List every line of the items below that contains the string "paved", copying each such line in full. Only matches with the same capitalization count.
## START
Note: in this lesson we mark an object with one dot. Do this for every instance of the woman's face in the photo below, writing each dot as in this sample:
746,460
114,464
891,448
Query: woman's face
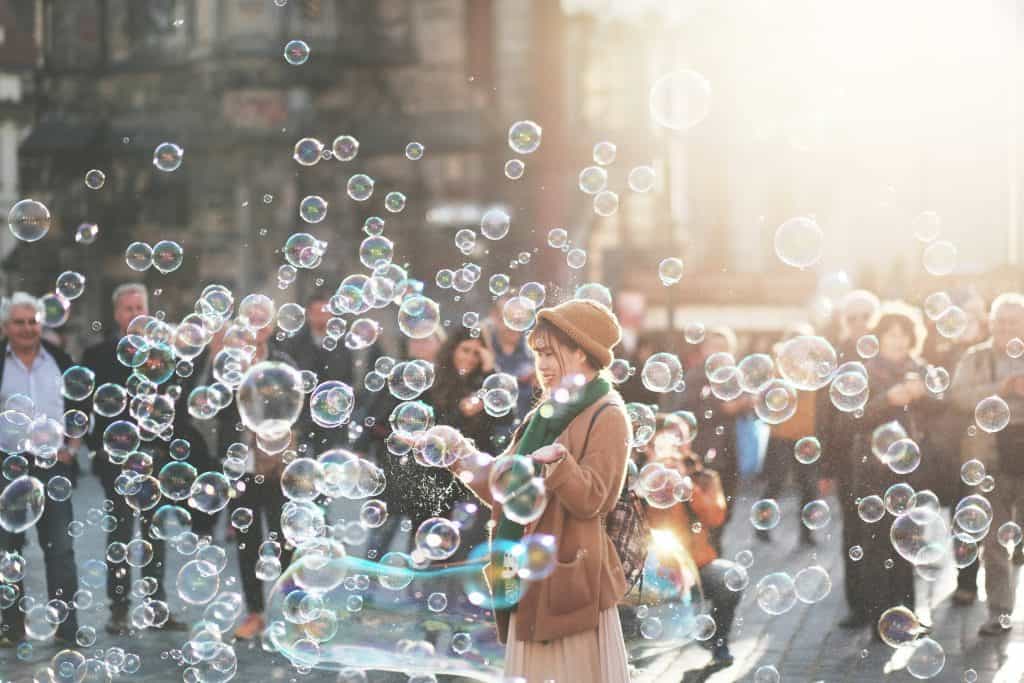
555,363
466,356
894,344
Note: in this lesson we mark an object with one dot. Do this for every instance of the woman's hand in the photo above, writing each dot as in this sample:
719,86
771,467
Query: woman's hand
550,454
470,406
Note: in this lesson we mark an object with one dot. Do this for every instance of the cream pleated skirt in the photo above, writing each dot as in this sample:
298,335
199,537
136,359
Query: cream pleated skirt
597,655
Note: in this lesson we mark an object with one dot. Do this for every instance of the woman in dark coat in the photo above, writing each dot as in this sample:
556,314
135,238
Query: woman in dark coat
897,394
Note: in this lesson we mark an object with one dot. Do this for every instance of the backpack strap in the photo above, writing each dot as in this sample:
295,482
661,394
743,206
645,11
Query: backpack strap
590,428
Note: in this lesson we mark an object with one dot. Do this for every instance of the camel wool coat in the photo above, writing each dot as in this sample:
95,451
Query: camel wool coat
588,577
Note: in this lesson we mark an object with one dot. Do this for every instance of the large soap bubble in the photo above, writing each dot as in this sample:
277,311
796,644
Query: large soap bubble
270,397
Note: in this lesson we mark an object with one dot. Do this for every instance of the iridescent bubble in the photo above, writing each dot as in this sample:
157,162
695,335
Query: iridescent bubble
991,414
776,593
593,179
86,233
940,258
799,242
670,270
296,52
138,256
765,514
29,220
22,504
167,157
524,137
514,168
307,152
495,224
418,316
641,178
414,152
394,202
94,178
815,515
680,99
270,397
312,209
344,148
360,186
812,584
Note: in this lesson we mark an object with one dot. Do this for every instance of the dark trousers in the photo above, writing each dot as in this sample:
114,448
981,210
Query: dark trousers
723,601
58,558
119,577
265,499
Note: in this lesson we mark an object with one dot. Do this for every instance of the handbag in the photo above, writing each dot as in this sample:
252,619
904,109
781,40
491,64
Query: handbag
626,524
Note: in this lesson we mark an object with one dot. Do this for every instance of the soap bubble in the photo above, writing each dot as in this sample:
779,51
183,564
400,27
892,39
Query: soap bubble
871,509
360,186
418,316
927,659
799,242
991,414
765,514
495,224
812,584
167,157
296,52
899,626
307,152
270,397
138,256
593,179
815,515
670,270
807,450
29,220
776,593
680,99
940,258
524,137
22,504
167,256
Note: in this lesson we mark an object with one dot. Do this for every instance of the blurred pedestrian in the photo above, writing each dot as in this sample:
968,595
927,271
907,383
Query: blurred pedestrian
716,439
898,394
690,523
33,369
259,496
565,627
130,302
780,461
995,368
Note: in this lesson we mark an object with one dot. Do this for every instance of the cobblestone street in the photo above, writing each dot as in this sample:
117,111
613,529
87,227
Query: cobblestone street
804,644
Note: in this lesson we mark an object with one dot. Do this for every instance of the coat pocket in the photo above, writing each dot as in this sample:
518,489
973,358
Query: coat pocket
568,587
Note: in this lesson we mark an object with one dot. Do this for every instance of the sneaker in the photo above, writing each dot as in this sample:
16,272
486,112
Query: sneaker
721,656
964,597
251,627
992,628
173,625
118,626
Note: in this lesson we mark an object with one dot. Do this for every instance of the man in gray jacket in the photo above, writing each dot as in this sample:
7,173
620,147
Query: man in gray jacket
986,370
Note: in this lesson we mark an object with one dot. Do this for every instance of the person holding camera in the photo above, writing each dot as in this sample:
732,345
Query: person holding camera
995,368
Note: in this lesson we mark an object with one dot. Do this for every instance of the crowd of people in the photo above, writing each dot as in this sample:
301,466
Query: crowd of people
556,628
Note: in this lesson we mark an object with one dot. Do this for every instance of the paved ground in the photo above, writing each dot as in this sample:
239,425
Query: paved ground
804,644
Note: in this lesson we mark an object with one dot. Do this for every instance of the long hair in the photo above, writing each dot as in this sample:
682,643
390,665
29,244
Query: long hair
451,387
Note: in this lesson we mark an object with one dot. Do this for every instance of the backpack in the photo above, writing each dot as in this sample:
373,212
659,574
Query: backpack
626,524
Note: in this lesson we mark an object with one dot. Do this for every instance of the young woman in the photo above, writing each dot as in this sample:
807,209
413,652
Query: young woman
565,627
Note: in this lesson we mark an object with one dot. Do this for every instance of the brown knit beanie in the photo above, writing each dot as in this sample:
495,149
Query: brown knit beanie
590,325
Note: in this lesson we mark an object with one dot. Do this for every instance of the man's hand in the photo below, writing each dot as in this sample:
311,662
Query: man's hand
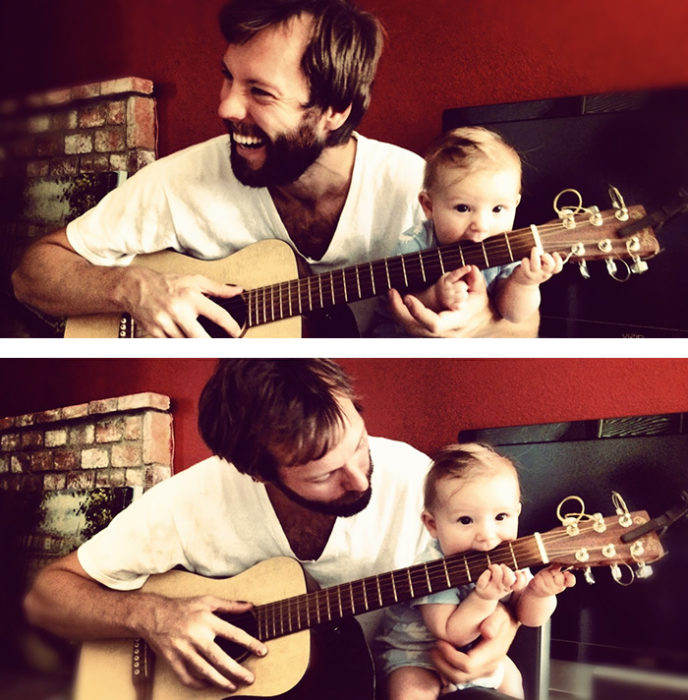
## END
■ **The answer**:
Note: in this lesson we mark an object with one dot. Do this for every instance of the paved ground in the photo above, writing each dot as in this sample:
Query: paved ground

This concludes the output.